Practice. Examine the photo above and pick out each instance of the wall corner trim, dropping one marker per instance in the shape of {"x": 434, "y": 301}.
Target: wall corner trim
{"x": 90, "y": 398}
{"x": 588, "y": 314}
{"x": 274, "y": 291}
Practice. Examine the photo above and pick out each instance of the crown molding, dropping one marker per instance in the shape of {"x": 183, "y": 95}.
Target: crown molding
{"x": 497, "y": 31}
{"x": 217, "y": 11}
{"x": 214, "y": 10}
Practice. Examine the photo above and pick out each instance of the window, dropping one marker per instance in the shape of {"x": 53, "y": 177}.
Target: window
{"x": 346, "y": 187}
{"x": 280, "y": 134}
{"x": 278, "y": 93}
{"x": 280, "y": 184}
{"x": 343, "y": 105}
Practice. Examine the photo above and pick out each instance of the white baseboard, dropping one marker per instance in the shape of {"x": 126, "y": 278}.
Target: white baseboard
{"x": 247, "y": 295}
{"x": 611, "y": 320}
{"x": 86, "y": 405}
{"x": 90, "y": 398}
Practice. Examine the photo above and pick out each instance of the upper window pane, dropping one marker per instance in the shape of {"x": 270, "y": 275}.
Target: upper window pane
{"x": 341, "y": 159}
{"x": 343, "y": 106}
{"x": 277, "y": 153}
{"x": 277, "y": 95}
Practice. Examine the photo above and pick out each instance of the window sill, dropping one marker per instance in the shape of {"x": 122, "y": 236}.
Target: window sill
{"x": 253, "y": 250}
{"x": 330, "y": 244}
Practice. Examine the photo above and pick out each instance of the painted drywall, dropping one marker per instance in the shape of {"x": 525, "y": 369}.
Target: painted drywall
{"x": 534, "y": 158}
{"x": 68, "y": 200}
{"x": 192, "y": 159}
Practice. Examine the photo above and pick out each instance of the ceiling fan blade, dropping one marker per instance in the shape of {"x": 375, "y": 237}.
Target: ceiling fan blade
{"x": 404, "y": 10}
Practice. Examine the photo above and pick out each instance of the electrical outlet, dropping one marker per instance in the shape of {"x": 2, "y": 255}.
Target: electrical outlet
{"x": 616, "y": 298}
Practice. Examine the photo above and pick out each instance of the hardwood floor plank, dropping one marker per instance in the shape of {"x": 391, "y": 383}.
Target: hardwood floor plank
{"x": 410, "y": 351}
--*--
§ **WHAT IS ASKED**: Please write out every row above again, word for word and without any changes.

§ **WRITTEN RESPONSE**:
Practice. Examine the photo above and pick out each instance of the wall corner trim, dropping one marker per instance in the shape of {"x": 434, "y": 301}.
Target: wall corner trim
{"x": 90, "y": 398}
{"x": 588, "y": 314}
{"x": 274, "y": 291}
Practice. Examine the photo above and pick out each instance of the crown molding, dropping one marker per instance in the shape of {"x": 183, "y": 95}.
Target: crown molding
{"x": 497, "y": 31}
{"x": 217, "y": 11}
{"x": 214, "y": 10}
Practice. Examine the photo above and pick out each instance of the window, dropping one marker per instance in the shape of {"x": 53, "y": 177}.
Target: window
{"x": 346, "y": 187}
{"x": 280, "y": 134}
{"x": 278, "y": 93}
{"x": 280, "y": 184}
{"x": 343, "y": 105}
Practice. Examine the photo above and pick out each instance of the white baseboard, dropping one marker per instance in the shape of {"x": 126, "y": 278}.
Target: white baseboard
{"x": 247, "y": 295}
{"x": 611, "y": 320}
{"x": 86, "y": 405}
{"x": 90, "y": 398}
Practice. Examine the photo above and pick out each instance of the upper window pane, dropping one marker per instance in the shape of {"x": 270, "y": 275}.
Target: upper window pane
{"x": 341, "y": 159}
{"x": 343, "y": 106}
{"x": 277, "y": 153}
{"x": 277, "y": 95}
Practice. Examine the photo above and pick out each instance of the window sill, dropping one marker per instance in the shape of {"x": 122, "y": 236}.
Target: window sill
{"x": 253, "y": 250}
{"x": 330, "y": 244}
Practice. Examine the photo above and pick out each instance of the painted drywall, dropping one marker per instance in the shape of {"x": 525, "y": 369}.
Target: painted drywall
{"x": 534, "y": 158}
{"x": 68, "y": 200}
{"x": 192, "y": 159}
Practice. Examine the photo above and pick out each instance of the ceiling fan blade, dropping one marker per instance in the shape of {"x": 375, "y": 237}.
Target: ceiling fan blade
{"x": 404, "y": 10}
Practice. Examine the photo above and pick out each instance of the electrical outlet, dropping one marker per instance in the shape of {"x": 2, "y": 255}.
Target: electrical outlet
{"x": 616, "y": 298}
Practice. Examine the photo above and pick out each instance of the hardwood floor plank, dropping one marker per instance in the shape of {"x": 391, "y": 383}.
Target: hardwood floor plank
{"x": 410, "y": 351}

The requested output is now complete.